(INFORMATION begins)

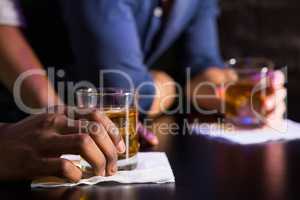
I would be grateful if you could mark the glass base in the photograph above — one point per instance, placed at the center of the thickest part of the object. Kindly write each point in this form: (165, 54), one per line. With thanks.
(245, 122)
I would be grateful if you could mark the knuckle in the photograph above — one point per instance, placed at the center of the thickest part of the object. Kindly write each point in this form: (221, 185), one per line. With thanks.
(84, 141)
(112, 155)
(65, 168)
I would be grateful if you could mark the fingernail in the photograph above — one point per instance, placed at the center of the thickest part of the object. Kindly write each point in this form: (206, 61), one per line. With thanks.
(114, 169)
(269, 104)
(155, 140)
(116, 131)
(121, 147)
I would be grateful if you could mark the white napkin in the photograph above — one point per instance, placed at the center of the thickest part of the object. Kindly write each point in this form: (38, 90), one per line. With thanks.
(152, 167)
(286, 131)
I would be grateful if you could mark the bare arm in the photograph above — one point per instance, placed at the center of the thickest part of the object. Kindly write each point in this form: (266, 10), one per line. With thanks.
(16, 57)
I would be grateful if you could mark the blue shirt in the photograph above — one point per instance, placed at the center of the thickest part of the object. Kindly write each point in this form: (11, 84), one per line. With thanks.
(119, 35)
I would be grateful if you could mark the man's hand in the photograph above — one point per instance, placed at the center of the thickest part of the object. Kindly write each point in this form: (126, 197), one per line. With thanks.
(32, 147)
(274, 103)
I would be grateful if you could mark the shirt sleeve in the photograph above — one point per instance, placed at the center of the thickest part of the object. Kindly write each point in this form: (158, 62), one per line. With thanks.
(104, 34)
(10, 13)
(201, 41)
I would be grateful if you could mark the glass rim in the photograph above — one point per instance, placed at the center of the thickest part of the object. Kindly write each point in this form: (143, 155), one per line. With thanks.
(251, 64)
(104, 91)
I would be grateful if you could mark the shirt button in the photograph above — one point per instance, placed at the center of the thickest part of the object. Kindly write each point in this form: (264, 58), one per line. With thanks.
(158, 12)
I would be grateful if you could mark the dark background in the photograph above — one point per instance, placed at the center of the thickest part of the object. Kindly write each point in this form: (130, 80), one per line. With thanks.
(268, 28)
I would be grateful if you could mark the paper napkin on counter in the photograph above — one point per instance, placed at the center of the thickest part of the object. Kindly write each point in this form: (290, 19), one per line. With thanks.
(286, 131)
(152, 167)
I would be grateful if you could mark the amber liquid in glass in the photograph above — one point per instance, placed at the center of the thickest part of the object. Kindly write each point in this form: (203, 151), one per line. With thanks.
(126, 121)
(243, 105)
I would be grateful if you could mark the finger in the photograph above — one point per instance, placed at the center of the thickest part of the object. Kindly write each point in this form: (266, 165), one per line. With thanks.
(277, 79)
(147, 135)
(231, 75)
(64, 125)
(278, 113)
(104, 142)
(81, 144)
(95, 115)
(111, 129)
(60, 167)
(272, 100)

(INFORMATION ends)

Would you transcribe each of the entries exactly, skipping the pictures?

§ RESPONSE TO THIS EXERCISE:
I would be grateful if you could mark the glass base in the photograph above — one point per instance, placed at the center of the thickest part of the object. Kindly write each point in this form: (165, 54), one per line. With thanks.
(245, 122)
I would be grateful if you could mark the knuckle in the photograph above — one point per instance, placed at the center of the thickest part of the object. Kindly write each point in this form: (221, 185), one per line. With thanks.
(84, 141)
(112, 155)
(65, 168)
I would be grateful if you could mark the fingernail in the photograph above — one point per instance, placed at the center of the thickest part of the object. Kindly write each point in this form: (206, 61), one per line. With thanks.
(114, 169)
(269, 104)
(155, 140)
(116, 131)
(121, 147)
I would be grateful if you could mark the white napkin in the photograph above — one point per instance, placed at the center of the thickest part of the object. Kindly write each point in this form: (38, 90), one per line. With thanks.
(152, 167)
(286, 131)
I would be grateful if you could mark the bare arm in the photograph above — one point per instance, placed at the center of the thickest part of the object. Kindly write each point in this form: (266, 10), one per line. With thanks.
(16, 57)
I would be grateful if you could mark the blue shirt in the photograph above — one point per instance, placed at the center of the thickest part of the object. Kindly write each point in this form: (11, 84), one per line. With thanks.
(119, 35)
I would be grateful if you could mark the man's hand in the photograph above — one point per instance, placed at the center of the thickest part of the object. Kindly write each point in this form: (126, 197), one per line. With thanks.
(32, 147)
(274, 103)
I would be grateful if you could mark the shirt sleeve in the photograph above — one point per instance, placed at the center of the thickest part of the object. Kindly write each point in this form: (158, 62), one per line. With thanks.
(104, 34)
(10, 13)
(201, 41)
I would be grateful if you could mark the glass rim in the photograph above — one point per instance, placed at the center of the thickest part of the object. Kindly write each point in this form: (143, 155), one per line. With thanks.
(251, 64)
(104, 91)
I would be grateful if you could mark the shirt button in the photograph above — one point per instance, placed at the center of the thickest part of the object. Kindly write each point in this form: (264, 58), one per line. With thanks.
(158, 12)
I would be grateful if you could mark the dark background in the photograph above — one point per instance, placed at the center of the thickest part of the object. Kindly write each point in this form: (130, 80), one per line. With thanks.
(268, 28)
I would be grateful if you could mark the paper napkin on counter in the photograph above — one point per instance, placed at the center of the thickest part of the object. Kindly write each point in this form: (290, 19), one per line. With thanks.
(286, 131)
(152, 167)
I would be grateful if you could mark the amber liquid in glass in the photograph above — one point per instance, placed at the center of the thickest part of the object. Kindly write each point in this form: (203, 151), one per line. With thanks.
(126, 121)
(243, 105)
I would be grateful if you could mark the finger in the photograph above — one point per instance, placed at the center of the thickest part of the object. Kindly write each point in this form: (266, 165), one per line. With thanks.
(277, 79)
(147, 135)
(231, 75)
(64, 125)
(278, 113)
(104, 142)
(81, 144)
(95, 115)
(111, 129)
(60, 167)
(272, 100)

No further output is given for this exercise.